- PROVIDED TEXT -
┄┄┄┄┄┄┄┄┄┄

Medicaid rules determined by each state & are state specific even though it is a federal & state program. Medicaid is needs-based.You are expected to spend your assets first & foremost before the state will pay. There are things you can do to reduce assets but these need to be done by someone qualified to do this that will pass your state's review. An certified elder law attorney is best.

For NH Medicaid eligibility, an individual must show that:
1) are 65+ (can be younger if qualified disability),
2) medical condition requires skilled level of nursing care,
3) monthly income at or below their states max (varies, about 2K),
This is the “income test”– how much $ do you make.
4) all countable assets are at or below 2K (higher if community spouse).
This is the “asset test” – how much $ do you own.
5) not gifted away anything of value during 5yr look-back period.

If you do, could be a “transfer penalty” for gifting. Penalty based on each state’s NH daily reimbursement rate. For TX, $ 142.92 per day rate.

Look-back is up to 5 yrs. Most states require 3 – 6 mo. of all financials with application. You sign off on the state’s ability to Xreference records. State can require additional documentation if something pique’s interest, like paperwork to establish if insurance is term or whole life.

┄┄┄┄┄┄┄┄┄┄

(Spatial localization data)
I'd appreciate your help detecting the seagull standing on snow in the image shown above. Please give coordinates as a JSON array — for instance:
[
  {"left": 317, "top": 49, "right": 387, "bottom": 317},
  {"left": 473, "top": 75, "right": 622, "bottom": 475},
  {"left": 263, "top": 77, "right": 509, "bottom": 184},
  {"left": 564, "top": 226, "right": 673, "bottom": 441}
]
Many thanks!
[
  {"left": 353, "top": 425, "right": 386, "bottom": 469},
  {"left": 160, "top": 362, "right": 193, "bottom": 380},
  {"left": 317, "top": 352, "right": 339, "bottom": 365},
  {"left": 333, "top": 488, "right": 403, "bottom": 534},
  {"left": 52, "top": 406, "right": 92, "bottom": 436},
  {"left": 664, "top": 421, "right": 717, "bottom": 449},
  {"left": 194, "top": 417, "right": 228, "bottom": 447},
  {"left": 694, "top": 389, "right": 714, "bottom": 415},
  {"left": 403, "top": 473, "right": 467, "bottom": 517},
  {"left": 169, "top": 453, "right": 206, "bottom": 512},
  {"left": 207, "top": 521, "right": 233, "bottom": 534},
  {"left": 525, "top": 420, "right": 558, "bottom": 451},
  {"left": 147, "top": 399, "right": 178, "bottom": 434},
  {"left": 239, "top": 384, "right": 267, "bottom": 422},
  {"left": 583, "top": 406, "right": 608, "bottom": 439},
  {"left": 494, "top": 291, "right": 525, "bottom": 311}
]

┄┄┄┄┄┄┄┄┄┄

- EXERCISE DIRECTIONS -
Carry the text on Medicaid nursing home eligibility forward from its last sentence, in the same voice.

- RESPONSE BELOW -
INCOME: Exact income max is set by each state. Most states have “income” at $ 2,022 per mo but it can be more or less. TX is $ 2,094. Income is whatever $ they get monthly – retirement, SS, annuity, etc. If they get something that pays annually – like a dividend – it can be sticky if the amount of the dividend for that month takes them over the income max and you likely will have to do a specialized form to have it amoritized evenly by 12.

If every month they are over the states income limit BUT not enough to pay NH in full for AND qualifies for NH in every other Medicaid way, then they can see an elder care attorney to do a "Miller Trust" or a "Qualified Income Trust". Say mom gets 1K from SS & 1,500K from retirement every mo. Income=$2,500. $ 500 over ceiling for monthly income. No matter what is always is $500 over. So this excess $ 500 is what funds the trust & therefore mom’s income is now 2K and within the states income ceiling for Medicaid. Beneficiary of the trust is state's Medicaid program and upon death trust reverts to the state. Miller really has to be done by an attorney who does elder law as it needs to be flexible / adaptable and meet the criteria of each state's law on probate (death laws) & Medicaid rules & MERP (estate recovery). Miller is totally legit and is especially used by retiree's who have railroad retirement as they are just ever so slightly above the 2K max.

PNA - For an individual in NH on Medicaid, all their income has to go to the NH less whatever your state has or their personal needs allowance (about $60). Realistically if they have a home or car (which are exempt assets) there will be no real monthly $$ to maintain them (insurance, taxes, etc). So if you mom has assets, this is something to carefully evaluate.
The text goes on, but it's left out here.